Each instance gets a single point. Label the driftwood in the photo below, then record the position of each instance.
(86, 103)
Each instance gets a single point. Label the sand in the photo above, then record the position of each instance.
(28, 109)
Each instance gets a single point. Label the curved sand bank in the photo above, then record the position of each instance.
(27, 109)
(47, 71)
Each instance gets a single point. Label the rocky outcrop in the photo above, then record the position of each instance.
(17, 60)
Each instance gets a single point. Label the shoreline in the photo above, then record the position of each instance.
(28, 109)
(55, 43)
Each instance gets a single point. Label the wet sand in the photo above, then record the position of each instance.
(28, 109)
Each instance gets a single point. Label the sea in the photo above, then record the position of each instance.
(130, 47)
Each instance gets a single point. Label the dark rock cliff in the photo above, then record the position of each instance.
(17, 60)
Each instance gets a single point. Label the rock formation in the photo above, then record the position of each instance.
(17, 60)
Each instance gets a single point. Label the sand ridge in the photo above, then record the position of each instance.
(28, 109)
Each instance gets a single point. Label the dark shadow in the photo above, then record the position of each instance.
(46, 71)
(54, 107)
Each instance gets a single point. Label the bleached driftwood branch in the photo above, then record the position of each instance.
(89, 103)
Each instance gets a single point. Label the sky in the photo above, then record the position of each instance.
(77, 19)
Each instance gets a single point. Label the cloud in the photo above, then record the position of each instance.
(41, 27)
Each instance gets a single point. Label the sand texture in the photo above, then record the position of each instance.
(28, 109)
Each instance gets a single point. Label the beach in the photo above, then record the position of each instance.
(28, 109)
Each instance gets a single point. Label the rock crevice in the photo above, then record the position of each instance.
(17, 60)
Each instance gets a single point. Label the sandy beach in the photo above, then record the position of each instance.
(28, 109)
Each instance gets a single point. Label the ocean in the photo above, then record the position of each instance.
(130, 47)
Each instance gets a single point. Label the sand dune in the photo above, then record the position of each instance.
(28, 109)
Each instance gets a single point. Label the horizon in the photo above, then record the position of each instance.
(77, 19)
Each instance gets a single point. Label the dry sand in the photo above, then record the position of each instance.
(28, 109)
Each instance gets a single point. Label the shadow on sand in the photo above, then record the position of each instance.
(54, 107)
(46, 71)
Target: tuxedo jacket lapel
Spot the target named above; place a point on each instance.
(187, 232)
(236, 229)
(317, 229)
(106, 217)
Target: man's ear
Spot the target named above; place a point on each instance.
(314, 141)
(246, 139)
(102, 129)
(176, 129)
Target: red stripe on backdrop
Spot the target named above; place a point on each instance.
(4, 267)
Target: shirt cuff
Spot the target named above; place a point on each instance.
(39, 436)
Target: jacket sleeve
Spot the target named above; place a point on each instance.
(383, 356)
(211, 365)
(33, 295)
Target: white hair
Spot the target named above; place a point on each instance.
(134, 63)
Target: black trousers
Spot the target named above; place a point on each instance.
════════════════════
# YOUR TASK
Check the records above and copy each line that has the string "jacket".

# RESPONSE TO THE TASK
Target: tuxedo jacket lapel
Target: jacket sleeve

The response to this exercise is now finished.